Coordinate annotation records
────────────────────
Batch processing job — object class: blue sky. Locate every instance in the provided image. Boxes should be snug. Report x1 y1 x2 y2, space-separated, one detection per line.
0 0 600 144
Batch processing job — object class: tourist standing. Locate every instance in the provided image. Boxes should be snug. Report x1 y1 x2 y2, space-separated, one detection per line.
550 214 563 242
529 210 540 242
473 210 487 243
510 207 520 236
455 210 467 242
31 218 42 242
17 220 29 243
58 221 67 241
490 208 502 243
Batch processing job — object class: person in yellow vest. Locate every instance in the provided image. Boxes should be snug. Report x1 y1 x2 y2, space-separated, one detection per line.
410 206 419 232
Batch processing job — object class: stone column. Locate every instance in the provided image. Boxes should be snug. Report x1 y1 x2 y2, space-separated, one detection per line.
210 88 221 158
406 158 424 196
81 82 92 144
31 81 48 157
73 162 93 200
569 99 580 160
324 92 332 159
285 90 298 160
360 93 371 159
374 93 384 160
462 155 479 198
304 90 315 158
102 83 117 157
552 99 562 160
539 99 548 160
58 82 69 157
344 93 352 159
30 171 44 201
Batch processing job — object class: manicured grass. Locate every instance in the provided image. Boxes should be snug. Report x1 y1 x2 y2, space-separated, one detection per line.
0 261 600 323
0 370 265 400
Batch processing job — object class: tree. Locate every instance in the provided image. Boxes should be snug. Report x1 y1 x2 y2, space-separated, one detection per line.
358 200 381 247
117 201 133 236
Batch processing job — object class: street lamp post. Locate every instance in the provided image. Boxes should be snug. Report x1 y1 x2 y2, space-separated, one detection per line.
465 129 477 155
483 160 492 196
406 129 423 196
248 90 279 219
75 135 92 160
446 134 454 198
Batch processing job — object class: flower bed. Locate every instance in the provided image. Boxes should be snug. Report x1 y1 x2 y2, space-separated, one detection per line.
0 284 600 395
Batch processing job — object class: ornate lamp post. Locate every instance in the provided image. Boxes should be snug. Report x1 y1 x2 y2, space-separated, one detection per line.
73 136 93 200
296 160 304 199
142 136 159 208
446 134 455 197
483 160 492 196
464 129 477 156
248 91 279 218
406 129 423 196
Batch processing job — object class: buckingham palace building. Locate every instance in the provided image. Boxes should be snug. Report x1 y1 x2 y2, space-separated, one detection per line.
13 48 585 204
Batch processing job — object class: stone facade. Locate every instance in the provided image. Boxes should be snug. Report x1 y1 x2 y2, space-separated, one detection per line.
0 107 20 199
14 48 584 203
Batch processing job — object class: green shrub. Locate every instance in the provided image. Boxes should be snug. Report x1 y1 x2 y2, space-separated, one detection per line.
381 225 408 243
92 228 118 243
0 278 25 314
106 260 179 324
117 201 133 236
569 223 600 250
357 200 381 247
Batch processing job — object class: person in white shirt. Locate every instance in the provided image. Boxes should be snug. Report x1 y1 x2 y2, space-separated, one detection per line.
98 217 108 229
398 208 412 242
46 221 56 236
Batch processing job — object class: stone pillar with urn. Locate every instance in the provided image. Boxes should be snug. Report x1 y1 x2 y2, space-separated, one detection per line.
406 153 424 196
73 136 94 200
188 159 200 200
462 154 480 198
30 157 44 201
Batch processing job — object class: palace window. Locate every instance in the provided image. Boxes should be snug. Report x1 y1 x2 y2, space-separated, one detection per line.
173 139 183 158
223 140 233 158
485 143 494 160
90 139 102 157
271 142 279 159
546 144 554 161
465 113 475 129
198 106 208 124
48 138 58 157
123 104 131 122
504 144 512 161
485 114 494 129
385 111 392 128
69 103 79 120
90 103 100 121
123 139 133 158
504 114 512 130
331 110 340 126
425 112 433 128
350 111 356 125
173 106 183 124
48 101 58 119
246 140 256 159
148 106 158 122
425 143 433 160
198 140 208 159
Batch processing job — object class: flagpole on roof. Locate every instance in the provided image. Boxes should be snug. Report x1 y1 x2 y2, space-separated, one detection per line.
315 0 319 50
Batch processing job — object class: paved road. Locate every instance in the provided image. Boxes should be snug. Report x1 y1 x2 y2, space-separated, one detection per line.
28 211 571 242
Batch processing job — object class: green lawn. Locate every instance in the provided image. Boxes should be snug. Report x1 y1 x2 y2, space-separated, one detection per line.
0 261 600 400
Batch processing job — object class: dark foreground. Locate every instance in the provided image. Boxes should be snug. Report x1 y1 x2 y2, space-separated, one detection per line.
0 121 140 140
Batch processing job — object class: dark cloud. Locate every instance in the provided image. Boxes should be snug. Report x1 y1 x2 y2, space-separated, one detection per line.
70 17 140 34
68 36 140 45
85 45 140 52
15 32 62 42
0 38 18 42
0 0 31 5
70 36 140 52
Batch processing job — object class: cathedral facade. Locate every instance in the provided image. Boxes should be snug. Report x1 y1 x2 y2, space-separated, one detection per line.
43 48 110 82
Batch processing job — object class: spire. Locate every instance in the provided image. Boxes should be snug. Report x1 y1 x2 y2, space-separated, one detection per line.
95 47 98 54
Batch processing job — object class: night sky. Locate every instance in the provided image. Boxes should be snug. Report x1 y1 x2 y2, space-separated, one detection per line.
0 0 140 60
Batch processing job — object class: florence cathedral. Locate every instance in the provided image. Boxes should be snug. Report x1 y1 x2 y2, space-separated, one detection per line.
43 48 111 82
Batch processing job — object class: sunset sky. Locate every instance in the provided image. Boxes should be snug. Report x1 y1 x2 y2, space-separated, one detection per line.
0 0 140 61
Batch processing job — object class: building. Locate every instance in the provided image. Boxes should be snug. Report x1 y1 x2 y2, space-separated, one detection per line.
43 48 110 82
────────────────────
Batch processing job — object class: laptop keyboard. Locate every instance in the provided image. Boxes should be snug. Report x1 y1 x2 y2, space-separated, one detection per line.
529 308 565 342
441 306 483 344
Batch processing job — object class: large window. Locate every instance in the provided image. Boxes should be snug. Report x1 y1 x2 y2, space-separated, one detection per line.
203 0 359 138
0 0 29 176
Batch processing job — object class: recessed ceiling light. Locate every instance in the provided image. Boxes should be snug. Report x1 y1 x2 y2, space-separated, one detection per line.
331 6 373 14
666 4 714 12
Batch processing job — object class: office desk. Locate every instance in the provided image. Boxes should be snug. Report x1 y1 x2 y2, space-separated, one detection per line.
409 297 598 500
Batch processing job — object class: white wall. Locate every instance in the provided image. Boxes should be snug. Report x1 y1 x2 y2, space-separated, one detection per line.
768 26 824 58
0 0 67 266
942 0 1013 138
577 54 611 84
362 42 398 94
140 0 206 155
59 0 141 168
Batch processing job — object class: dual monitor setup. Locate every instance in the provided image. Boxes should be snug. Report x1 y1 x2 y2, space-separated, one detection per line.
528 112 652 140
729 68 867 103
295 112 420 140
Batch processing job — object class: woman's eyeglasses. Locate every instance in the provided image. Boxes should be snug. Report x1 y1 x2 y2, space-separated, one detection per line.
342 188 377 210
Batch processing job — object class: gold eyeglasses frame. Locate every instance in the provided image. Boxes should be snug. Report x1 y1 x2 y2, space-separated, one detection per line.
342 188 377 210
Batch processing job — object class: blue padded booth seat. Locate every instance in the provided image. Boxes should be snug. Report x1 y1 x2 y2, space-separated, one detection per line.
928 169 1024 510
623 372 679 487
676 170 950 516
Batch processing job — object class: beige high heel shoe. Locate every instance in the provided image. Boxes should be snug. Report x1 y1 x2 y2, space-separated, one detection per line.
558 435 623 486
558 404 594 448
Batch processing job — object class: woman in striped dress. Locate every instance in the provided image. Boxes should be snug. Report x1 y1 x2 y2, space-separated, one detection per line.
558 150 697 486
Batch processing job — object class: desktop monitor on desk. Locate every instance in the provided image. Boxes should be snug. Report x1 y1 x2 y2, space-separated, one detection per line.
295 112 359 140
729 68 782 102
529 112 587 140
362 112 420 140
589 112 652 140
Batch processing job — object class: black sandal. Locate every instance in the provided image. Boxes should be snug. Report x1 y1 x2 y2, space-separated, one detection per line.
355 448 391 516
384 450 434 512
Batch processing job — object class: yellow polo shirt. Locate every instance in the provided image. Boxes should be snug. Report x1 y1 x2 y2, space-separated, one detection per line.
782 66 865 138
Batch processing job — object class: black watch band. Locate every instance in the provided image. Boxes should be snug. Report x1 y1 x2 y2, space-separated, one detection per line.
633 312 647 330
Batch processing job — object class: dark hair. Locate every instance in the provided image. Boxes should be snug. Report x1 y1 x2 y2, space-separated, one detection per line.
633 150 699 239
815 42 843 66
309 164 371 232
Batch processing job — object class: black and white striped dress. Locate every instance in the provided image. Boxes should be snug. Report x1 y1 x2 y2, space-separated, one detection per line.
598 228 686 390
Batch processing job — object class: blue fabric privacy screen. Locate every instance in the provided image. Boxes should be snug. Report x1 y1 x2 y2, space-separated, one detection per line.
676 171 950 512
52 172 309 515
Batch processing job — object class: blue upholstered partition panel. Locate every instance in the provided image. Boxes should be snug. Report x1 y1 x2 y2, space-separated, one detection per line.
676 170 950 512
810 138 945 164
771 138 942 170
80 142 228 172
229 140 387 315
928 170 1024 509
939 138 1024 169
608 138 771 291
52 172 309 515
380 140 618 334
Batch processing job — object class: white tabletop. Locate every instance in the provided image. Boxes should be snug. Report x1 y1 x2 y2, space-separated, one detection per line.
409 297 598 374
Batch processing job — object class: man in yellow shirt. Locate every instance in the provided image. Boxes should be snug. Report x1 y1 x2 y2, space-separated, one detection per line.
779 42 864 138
────────────────────
=== THE PROBLEM ===
Reproduce the material from the line containing "Batch processing job — object class: blue sky." down through the line containing "0 0 600 144", swapping "snug" for "tight" and leaving everything else unchanged.

=== SOLUTION ===
Batch processing job — object class: blue sky. Locate every instance in the provided image. Boxes should be tight. Report x1 y1 x2 y2, space-separated, one detection per line.
0 0 600 144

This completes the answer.